Set exercise =>
Identify every line of the entries below that contains the string "woman", and copy each such line in full.

Entries from a data collection =>

● ● ● ●

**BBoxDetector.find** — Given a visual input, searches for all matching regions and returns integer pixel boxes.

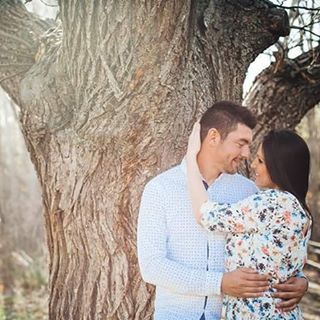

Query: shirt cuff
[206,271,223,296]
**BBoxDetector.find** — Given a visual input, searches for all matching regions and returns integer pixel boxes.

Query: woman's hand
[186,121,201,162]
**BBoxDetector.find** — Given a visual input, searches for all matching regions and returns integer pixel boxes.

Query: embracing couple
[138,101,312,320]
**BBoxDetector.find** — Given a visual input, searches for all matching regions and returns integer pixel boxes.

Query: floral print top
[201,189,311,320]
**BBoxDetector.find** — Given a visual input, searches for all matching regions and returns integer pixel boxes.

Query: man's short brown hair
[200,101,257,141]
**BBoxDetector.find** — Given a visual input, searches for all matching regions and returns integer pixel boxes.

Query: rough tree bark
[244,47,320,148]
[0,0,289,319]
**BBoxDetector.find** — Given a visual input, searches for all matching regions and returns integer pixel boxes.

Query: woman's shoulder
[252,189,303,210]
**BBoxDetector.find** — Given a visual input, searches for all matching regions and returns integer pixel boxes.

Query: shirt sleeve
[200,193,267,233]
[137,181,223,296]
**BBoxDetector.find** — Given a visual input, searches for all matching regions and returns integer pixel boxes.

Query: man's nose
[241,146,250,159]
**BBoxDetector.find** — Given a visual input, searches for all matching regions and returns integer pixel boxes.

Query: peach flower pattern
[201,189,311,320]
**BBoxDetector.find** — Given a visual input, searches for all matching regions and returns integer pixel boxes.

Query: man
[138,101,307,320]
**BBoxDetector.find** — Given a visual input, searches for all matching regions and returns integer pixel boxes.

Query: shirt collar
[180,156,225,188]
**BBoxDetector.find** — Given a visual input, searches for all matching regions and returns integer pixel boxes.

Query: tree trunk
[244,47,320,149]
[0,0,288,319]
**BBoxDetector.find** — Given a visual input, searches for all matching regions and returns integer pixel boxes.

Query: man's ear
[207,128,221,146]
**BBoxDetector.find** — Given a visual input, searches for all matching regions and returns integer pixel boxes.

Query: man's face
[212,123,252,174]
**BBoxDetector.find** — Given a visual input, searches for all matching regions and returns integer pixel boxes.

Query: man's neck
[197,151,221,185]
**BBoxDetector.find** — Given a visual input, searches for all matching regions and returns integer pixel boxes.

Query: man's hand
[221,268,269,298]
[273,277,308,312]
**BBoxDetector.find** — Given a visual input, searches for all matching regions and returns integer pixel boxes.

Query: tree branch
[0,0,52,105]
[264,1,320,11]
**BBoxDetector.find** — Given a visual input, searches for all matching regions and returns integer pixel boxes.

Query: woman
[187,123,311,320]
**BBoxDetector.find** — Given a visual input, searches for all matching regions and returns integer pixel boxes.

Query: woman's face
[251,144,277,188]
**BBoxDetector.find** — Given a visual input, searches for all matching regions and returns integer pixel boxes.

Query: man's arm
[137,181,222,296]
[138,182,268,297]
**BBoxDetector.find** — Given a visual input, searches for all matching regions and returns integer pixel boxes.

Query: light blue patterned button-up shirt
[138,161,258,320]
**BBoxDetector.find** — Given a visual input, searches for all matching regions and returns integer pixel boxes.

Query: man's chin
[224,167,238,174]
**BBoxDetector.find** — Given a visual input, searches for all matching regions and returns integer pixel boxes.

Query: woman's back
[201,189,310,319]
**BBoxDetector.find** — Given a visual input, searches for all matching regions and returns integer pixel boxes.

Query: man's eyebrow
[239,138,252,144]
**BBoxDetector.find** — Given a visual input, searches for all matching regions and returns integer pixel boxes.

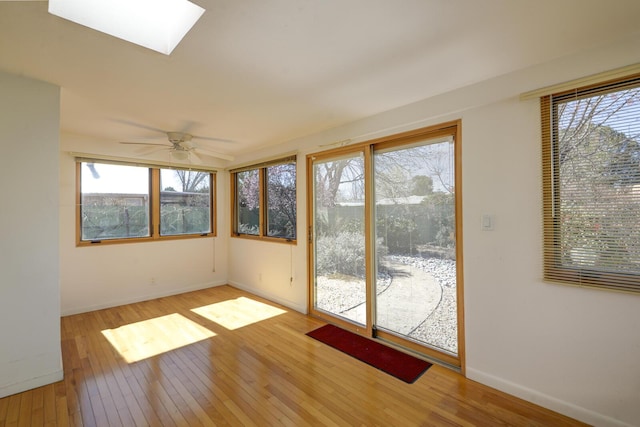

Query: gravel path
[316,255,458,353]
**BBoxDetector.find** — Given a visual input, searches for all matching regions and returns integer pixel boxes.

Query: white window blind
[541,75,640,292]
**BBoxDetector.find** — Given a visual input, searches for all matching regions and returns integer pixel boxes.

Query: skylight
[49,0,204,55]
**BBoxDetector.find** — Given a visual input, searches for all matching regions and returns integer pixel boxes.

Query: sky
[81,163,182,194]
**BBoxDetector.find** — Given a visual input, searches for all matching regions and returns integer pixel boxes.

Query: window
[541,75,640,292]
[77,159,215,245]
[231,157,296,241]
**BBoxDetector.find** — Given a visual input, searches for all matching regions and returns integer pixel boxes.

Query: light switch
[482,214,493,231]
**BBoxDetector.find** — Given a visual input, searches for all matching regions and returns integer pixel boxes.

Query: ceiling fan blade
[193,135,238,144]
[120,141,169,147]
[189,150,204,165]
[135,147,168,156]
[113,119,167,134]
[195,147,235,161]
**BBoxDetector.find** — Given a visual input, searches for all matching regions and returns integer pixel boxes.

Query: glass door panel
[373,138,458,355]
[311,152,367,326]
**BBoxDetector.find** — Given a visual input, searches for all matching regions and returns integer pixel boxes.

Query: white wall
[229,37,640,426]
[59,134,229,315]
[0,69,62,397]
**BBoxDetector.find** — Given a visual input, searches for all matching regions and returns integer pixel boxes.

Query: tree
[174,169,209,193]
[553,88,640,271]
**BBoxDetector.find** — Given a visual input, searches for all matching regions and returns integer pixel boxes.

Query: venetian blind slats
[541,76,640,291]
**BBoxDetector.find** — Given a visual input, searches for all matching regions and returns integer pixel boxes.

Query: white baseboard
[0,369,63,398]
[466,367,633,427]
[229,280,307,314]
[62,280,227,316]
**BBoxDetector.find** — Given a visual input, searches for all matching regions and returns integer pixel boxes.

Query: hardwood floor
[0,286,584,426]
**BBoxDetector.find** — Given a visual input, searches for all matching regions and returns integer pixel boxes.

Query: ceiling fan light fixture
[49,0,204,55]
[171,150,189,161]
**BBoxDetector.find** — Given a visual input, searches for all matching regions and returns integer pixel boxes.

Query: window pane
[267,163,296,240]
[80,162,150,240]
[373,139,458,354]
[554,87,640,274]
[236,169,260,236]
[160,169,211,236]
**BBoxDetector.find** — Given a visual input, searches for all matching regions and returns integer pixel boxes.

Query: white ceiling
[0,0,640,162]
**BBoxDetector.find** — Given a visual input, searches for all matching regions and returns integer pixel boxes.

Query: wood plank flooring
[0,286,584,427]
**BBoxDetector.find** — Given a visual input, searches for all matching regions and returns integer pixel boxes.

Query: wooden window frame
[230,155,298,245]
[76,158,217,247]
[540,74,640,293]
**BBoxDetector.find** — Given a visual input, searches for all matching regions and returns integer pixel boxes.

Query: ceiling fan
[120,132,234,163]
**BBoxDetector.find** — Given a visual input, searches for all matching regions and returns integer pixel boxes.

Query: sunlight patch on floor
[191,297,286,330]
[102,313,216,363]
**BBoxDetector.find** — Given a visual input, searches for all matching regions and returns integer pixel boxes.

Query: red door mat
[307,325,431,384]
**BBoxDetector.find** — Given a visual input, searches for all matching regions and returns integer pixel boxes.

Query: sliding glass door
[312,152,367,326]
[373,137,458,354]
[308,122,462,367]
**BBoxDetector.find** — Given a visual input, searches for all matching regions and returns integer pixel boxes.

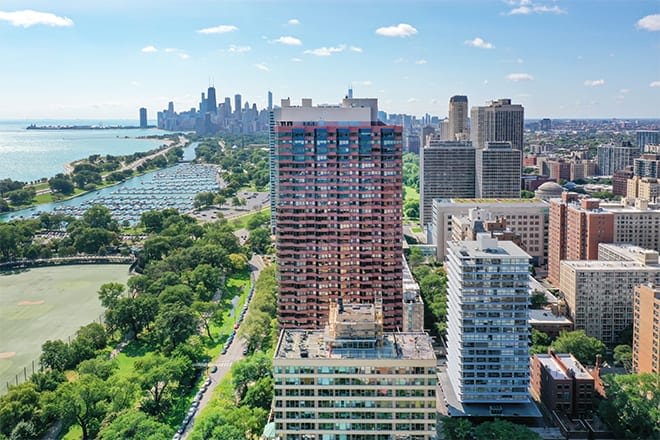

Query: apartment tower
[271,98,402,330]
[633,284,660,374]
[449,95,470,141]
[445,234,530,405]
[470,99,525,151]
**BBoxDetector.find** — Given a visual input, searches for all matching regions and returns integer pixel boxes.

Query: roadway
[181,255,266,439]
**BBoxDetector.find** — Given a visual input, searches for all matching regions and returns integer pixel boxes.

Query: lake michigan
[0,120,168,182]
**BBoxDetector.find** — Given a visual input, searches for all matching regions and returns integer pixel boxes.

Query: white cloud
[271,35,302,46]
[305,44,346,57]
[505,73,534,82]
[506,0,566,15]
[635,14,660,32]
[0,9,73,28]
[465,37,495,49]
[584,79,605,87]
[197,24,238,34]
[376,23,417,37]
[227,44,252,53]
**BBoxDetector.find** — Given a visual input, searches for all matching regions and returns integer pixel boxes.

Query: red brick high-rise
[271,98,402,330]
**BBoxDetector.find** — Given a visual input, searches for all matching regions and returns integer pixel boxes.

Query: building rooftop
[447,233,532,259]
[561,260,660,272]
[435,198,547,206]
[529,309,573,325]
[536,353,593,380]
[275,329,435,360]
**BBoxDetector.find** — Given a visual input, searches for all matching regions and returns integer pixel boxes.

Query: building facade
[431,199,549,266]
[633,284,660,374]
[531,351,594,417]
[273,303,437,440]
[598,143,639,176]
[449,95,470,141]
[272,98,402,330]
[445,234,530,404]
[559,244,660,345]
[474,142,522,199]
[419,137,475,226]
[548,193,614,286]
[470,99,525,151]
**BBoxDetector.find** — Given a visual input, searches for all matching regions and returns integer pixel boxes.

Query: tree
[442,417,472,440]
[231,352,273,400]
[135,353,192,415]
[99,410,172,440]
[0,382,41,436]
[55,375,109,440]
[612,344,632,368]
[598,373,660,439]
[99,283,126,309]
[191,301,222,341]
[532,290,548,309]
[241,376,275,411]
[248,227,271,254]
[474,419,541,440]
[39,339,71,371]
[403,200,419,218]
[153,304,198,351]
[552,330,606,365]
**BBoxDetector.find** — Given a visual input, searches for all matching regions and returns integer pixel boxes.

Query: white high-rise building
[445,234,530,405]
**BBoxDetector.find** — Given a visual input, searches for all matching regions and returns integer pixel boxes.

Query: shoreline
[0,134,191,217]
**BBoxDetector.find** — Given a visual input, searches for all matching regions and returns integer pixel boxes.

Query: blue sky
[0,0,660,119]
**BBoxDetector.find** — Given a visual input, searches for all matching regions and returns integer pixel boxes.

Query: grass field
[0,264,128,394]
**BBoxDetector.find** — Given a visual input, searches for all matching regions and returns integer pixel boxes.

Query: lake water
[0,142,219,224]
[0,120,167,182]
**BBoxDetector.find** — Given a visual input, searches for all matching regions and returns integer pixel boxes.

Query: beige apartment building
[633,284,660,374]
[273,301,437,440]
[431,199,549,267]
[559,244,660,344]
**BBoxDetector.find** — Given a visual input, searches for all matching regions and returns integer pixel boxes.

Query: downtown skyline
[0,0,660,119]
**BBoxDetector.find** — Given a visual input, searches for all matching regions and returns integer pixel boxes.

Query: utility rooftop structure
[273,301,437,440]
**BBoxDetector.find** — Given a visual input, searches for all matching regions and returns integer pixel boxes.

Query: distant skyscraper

● ● ● ●

Exercise output =>
Query: woman's hand
Query: woman's shoulder
Query: woman
Query: woman's face
Query: woman's back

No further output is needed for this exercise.